*Material provided*
************

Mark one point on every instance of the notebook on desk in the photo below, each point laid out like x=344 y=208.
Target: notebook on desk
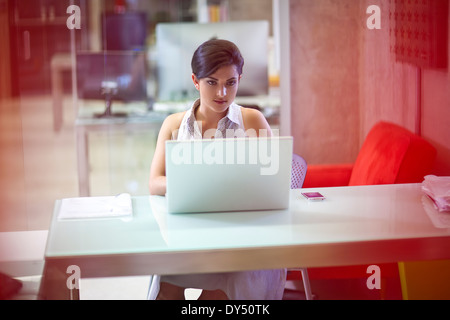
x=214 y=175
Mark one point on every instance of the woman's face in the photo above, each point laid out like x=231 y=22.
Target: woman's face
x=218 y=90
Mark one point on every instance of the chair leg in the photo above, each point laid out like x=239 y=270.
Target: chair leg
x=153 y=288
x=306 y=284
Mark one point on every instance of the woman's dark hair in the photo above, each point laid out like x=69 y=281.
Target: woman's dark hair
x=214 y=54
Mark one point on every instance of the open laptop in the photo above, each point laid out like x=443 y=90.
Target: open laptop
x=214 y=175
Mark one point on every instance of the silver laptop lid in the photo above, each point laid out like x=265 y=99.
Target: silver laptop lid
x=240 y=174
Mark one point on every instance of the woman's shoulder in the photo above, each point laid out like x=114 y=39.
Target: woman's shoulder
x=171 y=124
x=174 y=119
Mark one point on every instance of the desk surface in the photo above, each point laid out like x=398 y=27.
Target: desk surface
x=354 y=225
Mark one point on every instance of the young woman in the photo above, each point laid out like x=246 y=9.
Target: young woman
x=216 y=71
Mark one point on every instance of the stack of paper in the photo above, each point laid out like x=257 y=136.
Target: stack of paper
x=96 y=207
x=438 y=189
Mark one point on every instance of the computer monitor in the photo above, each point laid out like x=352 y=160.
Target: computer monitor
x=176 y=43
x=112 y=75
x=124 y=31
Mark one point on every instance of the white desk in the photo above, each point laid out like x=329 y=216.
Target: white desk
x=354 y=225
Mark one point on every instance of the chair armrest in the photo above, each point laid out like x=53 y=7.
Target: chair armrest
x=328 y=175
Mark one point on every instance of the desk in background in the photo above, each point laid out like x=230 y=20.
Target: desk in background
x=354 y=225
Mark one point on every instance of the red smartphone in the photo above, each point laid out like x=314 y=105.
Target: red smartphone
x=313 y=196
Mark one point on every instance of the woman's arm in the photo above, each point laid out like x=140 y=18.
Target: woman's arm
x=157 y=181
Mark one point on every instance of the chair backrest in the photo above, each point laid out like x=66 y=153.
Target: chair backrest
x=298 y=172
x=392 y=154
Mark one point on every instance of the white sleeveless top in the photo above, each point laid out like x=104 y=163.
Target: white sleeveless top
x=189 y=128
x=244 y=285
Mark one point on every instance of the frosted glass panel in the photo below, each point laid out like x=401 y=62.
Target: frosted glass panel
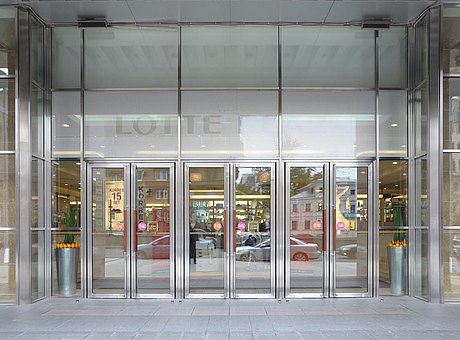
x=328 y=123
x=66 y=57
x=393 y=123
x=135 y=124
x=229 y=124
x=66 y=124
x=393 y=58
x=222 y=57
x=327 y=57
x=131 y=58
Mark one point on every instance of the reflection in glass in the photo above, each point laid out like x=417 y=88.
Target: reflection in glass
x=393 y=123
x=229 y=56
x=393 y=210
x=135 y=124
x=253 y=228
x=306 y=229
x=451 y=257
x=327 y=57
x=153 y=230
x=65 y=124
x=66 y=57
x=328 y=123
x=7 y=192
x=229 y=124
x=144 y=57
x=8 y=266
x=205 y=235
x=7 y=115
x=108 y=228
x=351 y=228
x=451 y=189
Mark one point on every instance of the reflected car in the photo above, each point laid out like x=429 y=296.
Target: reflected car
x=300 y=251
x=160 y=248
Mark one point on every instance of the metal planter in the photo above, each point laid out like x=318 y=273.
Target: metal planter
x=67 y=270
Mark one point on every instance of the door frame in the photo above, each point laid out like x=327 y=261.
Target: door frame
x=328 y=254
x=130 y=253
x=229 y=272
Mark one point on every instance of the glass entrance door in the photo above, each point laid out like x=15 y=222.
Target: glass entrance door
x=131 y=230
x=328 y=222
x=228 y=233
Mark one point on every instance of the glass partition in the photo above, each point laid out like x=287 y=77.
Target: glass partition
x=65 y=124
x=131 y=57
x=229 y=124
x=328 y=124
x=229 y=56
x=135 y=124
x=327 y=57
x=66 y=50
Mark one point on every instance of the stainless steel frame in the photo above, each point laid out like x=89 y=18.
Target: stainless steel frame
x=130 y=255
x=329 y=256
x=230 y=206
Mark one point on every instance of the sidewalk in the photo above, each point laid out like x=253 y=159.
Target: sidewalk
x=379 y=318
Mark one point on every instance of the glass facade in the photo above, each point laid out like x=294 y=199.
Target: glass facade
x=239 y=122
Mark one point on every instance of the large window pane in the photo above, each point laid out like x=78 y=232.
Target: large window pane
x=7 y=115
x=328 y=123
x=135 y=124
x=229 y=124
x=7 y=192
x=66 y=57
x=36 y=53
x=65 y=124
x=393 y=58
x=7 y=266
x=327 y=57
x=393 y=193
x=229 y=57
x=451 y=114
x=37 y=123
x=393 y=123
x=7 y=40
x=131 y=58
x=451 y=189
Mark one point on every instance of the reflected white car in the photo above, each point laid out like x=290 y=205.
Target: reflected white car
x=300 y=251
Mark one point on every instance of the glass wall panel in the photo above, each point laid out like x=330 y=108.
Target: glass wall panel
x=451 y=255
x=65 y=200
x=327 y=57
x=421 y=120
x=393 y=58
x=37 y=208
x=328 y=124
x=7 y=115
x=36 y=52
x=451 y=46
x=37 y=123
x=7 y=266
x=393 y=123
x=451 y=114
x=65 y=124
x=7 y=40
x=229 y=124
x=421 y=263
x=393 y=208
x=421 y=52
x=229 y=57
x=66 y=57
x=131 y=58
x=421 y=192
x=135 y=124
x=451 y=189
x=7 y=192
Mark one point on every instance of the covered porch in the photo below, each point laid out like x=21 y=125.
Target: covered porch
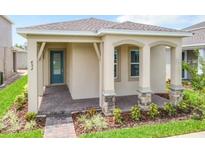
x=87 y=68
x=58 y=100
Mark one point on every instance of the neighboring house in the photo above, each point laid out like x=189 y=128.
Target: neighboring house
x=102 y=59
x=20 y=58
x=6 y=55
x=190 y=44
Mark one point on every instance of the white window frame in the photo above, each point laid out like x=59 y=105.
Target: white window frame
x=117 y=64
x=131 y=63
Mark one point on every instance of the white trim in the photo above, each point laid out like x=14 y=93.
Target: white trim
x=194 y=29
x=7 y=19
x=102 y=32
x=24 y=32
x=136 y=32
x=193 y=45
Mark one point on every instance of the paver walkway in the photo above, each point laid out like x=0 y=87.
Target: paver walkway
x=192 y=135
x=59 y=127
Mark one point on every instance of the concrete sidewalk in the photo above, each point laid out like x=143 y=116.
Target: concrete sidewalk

************

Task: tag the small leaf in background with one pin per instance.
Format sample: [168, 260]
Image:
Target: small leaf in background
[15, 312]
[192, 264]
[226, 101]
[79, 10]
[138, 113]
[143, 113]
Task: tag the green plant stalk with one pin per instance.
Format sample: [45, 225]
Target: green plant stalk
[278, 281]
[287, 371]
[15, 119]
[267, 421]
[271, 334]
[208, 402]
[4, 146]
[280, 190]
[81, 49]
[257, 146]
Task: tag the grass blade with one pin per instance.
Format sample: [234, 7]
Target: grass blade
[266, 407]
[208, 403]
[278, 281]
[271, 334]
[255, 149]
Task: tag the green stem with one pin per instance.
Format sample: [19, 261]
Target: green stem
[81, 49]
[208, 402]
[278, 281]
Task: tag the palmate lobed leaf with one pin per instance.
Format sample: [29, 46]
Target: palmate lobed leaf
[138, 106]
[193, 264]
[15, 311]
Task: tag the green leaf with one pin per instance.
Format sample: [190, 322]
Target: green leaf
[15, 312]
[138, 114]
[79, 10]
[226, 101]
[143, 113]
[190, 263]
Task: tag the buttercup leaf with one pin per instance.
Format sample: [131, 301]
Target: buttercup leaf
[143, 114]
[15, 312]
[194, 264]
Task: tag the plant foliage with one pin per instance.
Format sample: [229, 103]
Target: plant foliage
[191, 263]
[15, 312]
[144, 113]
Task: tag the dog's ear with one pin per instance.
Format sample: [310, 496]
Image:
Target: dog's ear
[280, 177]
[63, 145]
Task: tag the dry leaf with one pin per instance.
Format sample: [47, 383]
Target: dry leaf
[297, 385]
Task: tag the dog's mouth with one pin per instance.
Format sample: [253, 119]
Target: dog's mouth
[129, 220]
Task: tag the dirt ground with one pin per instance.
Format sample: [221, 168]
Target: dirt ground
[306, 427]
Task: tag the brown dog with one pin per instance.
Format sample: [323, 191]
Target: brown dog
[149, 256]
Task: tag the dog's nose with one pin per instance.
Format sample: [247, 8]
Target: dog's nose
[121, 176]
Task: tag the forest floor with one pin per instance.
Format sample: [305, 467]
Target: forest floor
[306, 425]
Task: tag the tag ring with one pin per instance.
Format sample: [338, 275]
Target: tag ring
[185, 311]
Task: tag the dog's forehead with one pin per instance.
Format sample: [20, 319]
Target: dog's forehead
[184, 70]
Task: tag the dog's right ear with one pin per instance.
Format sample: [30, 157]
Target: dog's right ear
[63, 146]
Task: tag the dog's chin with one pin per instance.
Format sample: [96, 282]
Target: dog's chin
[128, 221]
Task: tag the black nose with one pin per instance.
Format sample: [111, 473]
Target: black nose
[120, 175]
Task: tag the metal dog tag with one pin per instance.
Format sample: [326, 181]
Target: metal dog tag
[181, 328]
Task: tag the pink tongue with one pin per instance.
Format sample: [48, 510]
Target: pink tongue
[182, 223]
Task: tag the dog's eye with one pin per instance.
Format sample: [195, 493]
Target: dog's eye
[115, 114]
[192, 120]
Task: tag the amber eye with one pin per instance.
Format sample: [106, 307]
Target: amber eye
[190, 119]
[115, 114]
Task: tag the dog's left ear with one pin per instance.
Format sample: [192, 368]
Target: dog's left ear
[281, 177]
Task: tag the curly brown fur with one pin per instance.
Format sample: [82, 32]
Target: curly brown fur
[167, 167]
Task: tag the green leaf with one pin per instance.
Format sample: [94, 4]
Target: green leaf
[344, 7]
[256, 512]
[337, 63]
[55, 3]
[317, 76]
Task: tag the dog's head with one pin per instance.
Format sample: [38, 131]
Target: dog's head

************

*What you will do*
Render the listing from the line containing "Mark one point on every instance of the concrete" up to and including the line containing "Target: concrete sidewalk" as a JSON list of strings, with one string per line and blank lines omitted.

*Exercise output*
[
  "Mark one point on every instance of the concrete sidewalk in the photo above, each point laid out like x=143 y=116.",
  "Target: concrete sidewalk"
]